Records contained in a dataset:
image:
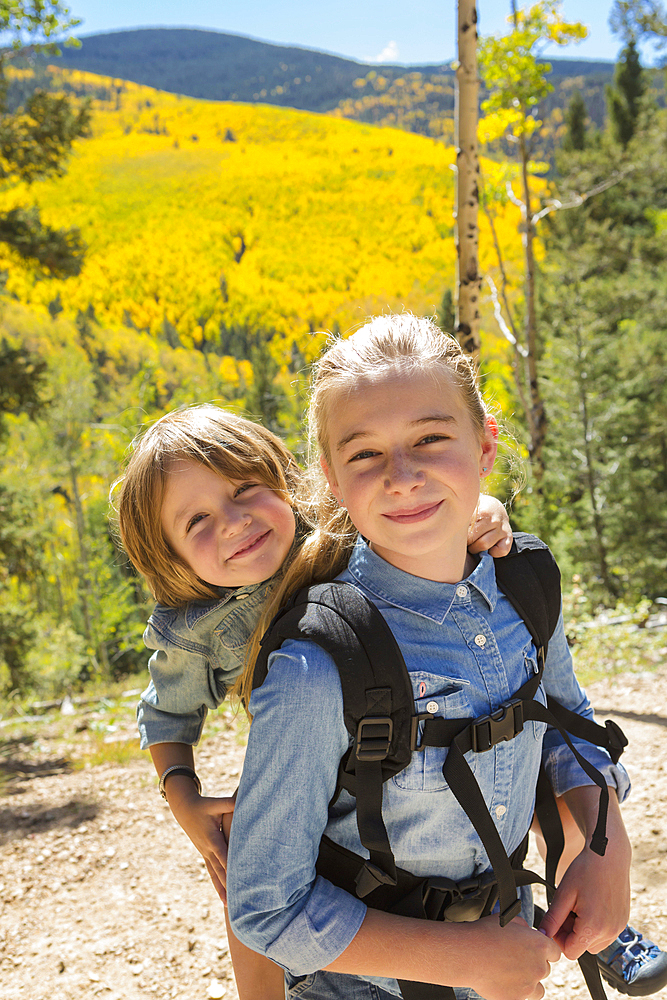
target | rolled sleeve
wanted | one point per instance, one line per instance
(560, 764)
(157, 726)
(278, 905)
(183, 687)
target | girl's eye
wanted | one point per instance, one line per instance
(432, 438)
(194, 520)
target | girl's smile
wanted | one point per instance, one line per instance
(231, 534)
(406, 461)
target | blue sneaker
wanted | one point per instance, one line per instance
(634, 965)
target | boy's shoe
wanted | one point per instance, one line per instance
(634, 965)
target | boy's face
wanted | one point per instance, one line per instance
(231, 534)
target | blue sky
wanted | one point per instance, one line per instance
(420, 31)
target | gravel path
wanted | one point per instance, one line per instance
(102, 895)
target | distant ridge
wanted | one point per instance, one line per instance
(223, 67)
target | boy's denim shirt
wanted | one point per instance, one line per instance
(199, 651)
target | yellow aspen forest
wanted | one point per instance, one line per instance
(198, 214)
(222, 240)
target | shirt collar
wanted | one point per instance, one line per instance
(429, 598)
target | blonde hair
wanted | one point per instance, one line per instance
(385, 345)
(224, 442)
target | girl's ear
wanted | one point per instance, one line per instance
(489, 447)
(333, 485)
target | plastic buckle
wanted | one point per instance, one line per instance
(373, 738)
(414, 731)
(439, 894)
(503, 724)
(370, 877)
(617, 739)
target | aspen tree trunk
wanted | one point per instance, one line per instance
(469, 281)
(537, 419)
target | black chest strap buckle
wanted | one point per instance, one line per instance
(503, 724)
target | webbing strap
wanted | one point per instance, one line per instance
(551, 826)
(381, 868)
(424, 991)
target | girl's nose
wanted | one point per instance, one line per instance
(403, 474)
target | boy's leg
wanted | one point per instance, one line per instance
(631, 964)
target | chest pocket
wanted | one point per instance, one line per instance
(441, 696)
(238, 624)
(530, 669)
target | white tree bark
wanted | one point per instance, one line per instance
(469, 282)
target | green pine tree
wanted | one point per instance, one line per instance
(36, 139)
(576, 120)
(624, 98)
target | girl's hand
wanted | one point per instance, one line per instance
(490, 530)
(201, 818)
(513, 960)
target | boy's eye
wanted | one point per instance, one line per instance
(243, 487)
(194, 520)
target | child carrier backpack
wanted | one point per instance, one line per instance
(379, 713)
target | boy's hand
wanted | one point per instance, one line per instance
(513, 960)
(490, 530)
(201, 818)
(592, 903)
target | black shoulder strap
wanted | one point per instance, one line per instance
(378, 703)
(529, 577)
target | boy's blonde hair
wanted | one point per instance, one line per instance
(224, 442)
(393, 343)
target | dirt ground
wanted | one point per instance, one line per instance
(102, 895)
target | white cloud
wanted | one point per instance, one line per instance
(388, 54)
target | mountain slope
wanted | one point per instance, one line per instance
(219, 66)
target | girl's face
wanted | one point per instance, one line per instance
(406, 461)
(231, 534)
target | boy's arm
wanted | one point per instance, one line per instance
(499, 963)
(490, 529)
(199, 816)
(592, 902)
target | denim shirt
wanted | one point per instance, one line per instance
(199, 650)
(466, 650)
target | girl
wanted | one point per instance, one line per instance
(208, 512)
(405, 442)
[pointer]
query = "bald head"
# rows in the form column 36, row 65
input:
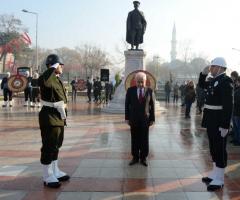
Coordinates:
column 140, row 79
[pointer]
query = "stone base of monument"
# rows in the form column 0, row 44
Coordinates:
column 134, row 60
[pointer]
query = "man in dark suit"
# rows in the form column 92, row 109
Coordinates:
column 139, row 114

--

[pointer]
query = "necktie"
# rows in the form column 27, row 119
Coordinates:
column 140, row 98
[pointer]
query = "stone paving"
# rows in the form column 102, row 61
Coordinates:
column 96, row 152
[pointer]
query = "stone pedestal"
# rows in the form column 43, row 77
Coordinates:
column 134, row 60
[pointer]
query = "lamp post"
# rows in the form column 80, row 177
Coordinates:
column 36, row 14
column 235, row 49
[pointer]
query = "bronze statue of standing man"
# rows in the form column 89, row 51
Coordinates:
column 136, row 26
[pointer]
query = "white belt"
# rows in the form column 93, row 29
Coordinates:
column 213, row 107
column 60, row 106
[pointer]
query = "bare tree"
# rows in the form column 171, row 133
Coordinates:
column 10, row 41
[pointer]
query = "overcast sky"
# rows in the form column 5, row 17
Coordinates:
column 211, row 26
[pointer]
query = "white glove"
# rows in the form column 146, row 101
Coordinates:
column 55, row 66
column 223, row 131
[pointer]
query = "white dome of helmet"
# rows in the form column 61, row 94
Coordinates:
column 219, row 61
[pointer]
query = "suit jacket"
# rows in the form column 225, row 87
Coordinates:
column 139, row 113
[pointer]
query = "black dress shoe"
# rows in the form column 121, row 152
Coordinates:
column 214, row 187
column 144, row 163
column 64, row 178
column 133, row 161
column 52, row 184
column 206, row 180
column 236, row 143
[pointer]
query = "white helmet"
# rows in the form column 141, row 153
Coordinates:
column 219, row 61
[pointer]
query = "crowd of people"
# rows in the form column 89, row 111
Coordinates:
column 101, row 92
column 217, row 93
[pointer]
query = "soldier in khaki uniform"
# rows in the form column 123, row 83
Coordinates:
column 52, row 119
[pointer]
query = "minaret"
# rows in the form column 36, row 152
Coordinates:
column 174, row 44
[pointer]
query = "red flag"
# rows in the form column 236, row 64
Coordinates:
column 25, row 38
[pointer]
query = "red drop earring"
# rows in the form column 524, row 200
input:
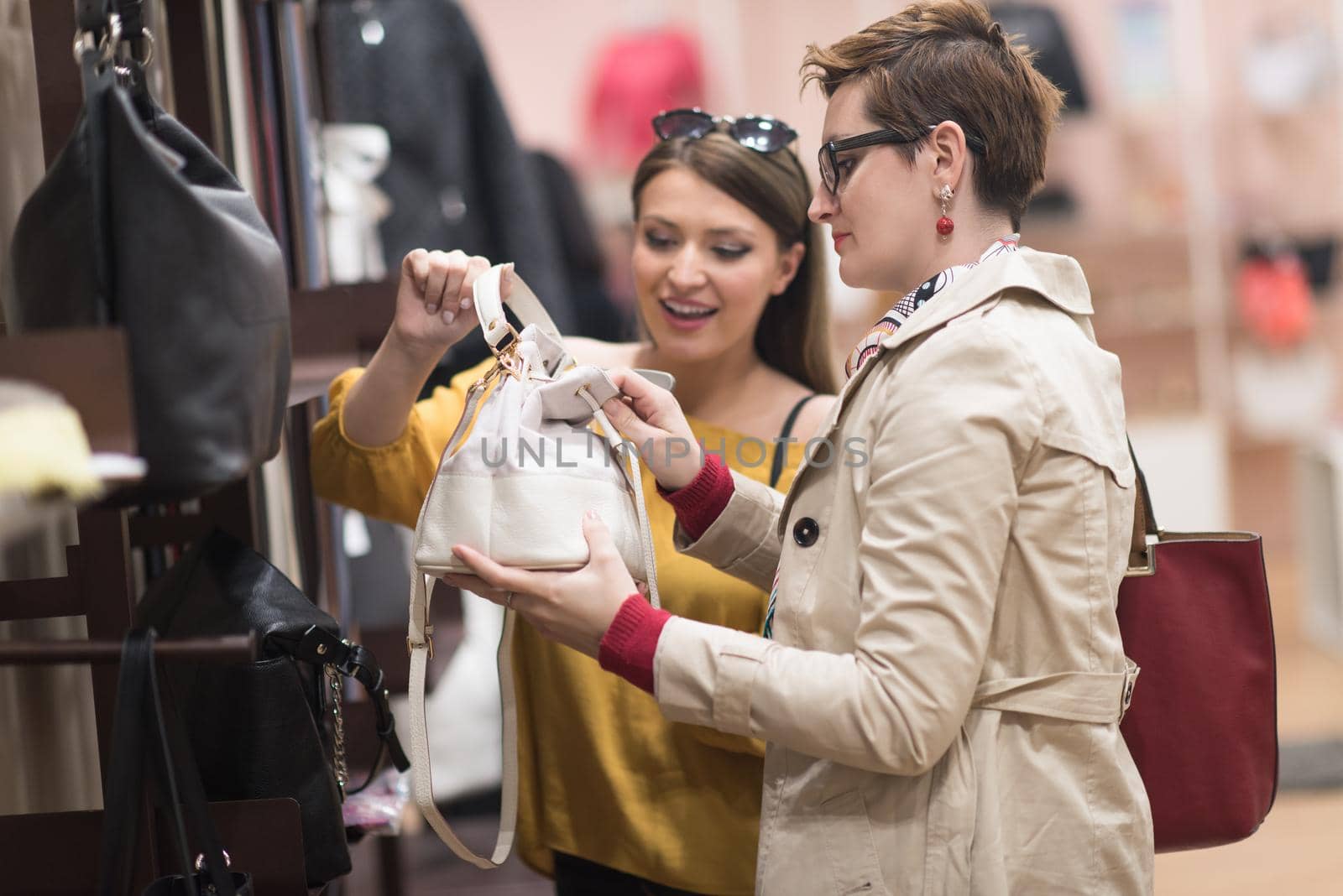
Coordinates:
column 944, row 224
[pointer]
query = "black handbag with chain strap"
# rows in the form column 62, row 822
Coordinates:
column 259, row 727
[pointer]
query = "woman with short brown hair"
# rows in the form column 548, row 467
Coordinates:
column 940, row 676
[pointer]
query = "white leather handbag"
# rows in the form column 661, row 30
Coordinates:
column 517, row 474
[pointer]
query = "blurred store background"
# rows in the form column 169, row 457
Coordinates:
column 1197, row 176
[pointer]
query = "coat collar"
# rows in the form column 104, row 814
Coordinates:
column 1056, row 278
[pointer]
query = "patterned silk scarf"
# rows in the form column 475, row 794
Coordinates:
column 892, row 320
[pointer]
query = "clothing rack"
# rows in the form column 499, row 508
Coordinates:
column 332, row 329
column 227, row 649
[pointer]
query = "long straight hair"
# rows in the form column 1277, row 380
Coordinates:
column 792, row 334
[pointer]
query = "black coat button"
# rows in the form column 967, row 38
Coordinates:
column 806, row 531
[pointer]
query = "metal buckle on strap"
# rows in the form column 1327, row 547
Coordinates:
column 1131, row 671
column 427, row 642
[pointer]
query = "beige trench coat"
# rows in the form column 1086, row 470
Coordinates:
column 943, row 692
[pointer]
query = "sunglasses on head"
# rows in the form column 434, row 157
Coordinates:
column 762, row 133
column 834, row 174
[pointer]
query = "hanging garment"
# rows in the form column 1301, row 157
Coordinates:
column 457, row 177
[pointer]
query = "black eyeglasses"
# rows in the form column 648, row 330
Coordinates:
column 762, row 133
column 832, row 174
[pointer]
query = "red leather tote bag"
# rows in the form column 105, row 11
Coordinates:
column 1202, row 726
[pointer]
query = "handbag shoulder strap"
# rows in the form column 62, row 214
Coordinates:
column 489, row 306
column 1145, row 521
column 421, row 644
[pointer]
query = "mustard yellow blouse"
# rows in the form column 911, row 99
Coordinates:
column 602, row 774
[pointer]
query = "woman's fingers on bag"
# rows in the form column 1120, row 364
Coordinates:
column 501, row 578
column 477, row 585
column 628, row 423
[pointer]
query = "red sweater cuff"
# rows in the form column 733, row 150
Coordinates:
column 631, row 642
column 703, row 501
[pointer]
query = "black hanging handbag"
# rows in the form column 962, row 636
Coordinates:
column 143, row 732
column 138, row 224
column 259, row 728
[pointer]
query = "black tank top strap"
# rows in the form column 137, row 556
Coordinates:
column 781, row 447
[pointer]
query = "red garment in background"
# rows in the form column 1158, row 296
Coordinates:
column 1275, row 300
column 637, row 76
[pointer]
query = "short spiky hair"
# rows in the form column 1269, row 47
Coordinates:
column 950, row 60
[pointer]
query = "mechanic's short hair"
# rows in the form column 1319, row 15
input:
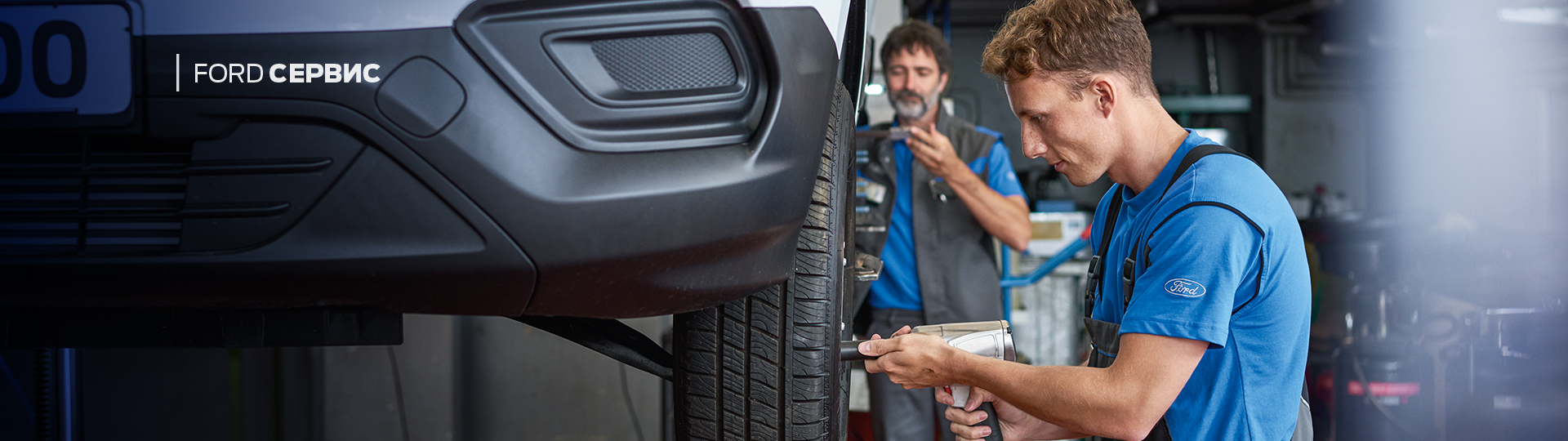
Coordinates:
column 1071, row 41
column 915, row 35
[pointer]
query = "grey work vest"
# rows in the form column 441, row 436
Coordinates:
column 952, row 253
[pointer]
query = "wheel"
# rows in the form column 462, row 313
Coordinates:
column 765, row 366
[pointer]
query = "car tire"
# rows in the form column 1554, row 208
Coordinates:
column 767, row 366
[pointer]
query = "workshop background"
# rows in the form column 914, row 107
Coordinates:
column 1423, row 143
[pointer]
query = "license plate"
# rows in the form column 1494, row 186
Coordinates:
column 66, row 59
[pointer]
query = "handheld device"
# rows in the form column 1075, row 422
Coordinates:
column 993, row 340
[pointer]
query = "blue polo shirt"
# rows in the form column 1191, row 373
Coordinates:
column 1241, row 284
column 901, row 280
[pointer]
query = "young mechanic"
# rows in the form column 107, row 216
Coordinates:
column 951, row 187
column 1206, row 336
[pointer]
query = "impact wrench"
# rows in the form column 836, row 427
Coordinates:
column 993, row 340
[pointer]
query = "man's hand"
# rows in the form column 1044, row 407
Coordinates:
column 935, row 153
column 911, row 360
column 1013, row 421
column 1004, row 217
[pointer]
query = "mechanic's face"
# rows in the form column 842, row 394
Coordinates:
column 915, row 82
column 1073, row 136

* _GOAL OF THE EXERCISE_:
All that is wanted is a faithful reproduction of the line above with "target | boy's blonde hair", the line with "target | denim shirt", and every line in between.

* _RESULT OF THE EXERCISE_:
target | boy's blonde hair
wanted | one point per instance, one line per instance
(224, 442)
(393, 343)
target | dirt ground
wanted | one point per instance, one line per instance
(102, 895)
target | white cloud
wanted | one point per instance, one line per instance
(388, 54)
target | mountain slope
wanted | one point per instance, one line per instance
(219, 66)
target | girl's face
wanted | one point per instance, one line per instance
(406, 461)
(231, 534)
target | boy's arm
wanted | one point per instance, one line per instance
(499, 963)
(490, 529)
(199, 816)
(592, 902)
target | denim shirt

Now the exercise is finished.